**练习题目:**
1) 在关于水彩画的文字里,对技术的反思让我们认识到技术和商品的发展是什么?
2) 把关于水彩画的文字中从“而当下的水彩画,由于缺失这样”到“消技术和商品发展不利的一面。”的部分原样重复一遍,头尾都算在内。
3) 接着关于水彩画的文字往下写,从它最后一句之后开始。

**文档正文:**
而当下的水彩画,由于缺失这样的出发点,导致我们的创作是无根的,我们在水与色中漂泊,在纷繁芜杂的色块中迷失。当我们企图把水彩画当作一种技术来复制、当作时髦的商品来模仿时,我们的水彩艺术就失去了灵魂。进入所谓的后现代以来,技术和商品拜物教已经渗透到精神生活的方方面面,人文精神的失落已经成为一个全球性的问题。对技术的反思使我们认识到技术和商品的发展是一把“双刃剑”,要消除它引起的负面作用,必须重视和加强人文素质教育,培养人文精神,用文化的力量缓解、限制、抵消技术和商品发展不利的一面。

**提取条目:**
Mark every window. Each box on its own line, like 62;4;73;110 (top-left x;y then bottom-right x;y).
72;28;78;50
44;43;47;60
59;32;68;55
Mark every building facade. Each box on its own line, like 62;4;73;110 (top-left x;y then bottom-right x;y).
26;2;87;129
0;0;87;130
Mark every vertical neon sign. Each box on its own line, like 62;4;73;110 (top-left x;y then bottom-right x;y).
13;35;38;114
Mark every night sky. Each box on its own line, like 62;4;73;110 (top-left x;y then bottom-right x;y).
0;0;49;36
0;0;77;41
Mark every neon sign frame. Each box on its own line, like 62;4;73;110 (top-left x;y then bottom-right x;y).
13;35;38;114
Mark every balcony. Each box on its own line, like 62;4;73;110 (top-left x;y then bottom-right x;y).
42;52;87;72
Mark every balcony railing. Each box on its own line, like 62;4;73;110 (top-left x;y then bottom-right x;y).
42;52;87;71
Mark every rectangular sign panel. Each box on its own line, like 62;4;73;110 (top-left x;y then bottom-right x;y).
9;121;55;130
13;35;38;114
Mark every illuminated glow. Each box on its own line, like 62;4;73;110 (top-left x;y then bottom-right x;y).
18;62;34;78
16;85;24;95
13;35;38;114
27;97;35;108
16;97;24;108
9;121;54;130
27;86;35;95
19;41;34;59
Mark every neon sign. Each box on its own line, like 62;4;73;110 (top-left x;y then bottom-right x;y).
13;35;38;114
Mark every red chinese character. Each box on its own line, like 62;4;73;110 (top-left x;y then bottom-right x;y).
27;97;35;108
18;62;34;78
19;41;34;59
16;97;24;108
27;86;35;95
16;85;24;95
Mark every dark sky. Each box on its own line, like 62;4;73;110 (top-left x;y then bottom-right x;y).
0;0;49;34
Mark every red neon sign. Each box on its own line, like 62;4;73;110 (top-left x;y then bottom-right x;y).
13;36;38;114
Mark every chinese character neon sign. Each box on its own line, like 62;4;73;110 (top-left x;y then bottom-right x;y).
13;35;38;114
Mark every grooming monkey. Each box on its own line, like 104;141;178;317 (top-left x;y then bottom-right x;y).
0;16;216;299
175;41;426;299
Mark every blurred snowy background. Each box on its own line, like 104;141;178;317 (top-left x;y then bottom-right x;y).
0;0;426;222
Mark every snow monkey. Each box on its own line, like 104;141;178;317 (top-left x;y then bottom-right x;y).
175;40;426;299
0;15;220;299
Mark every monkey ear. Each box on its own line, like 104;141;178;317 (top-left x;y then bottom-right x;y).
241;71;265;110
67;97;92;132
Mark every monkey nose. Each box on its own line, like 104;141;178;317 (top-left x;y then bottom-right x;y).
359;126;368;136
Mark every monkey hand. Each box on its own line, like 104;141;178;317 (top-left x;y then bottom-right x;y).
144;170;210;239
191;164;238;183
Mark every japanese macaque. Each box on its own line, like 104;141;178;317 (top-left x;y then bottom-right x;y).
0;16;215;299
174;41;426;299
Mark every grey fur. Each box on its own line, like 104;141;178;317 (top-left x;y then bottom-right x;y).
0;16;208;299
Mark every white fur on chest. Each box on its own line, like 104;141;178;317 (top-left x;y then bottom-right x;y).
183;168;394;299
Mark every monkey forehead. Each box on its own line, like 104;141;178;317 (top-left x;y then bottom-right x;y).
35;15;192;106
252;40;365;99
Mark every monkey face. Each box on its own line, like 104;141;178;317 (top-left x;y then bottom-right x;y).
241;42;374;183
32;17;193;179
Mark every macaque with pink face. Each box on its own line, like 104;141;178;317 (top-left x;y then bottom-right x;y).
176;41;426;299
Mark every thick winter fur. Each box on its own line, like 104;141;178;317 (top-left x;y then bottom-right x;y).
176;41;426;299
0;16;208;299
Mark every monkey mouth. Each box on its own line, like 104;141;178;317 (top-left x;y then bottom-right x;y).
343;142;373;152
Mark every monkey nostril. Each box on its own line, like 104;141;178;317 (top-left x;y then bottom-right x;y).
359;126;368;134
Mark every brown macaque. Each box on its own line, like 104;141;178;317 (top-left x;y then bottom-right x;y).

**练习答案:**
1) 一把“双刃剑”。

2)
而当下的水彩画,由于缺失这样的出发点,导致我们的创作是无根的,我们在水与色中漂泊,在纷繁芜杂的色块中迷失。当我们企图把水彩画当作一种技术来复制、当作时髦的商品来模仿时,我们的水彩艺术就失去了灵魂。进入所谓的后现代以来,技术和商品拜物教已经渗透到精神生活的方方面面,人文精神的失落已经成为一个全球性的问题。对技术的反思使我们认识到技术和商品的发展是一把“双刃剑”,要消除它引起的负面作用,必须重视和加强人文素质教育,培养人文精神,用文化的力量缓解、限制、抵消技术和商品发展不利的一面。

3)
1984年,美国人文学科促进会发表了《挽救我们的精神遗产——高等教育人文学科报告书》,对衰微不振的人文教育表示深切关注。该报告对美国学校中忽视人文学科的状况极为忧虑:不少大学生对教育目标及人文教学的重要性没有清晰的概念;人文学科在大学课程中丧失了中心地位,学校只设一门课或根本不设;在获得学士学位者中,有75%没修过欧洲史;大学开设人文学科多半在前两年集中讲授;学生主修人文学科者急剧减少;很多大学毕业生对美国的建国史、文学、艺术、哲学茫然不解;大学人文学科的教学效果不佳,大学校长中只有2%积极领导这方面的教务。为了扭转这种局面, 报告提出了若干建议,主要有两点:大学应重新修订课程,学生无论主修什么都要具备相当程度的历史、哲学、语言文学的修养。[6]可见,即使市场经济高度发达国家的教育,也是不能拒绝人文精神的照耀的。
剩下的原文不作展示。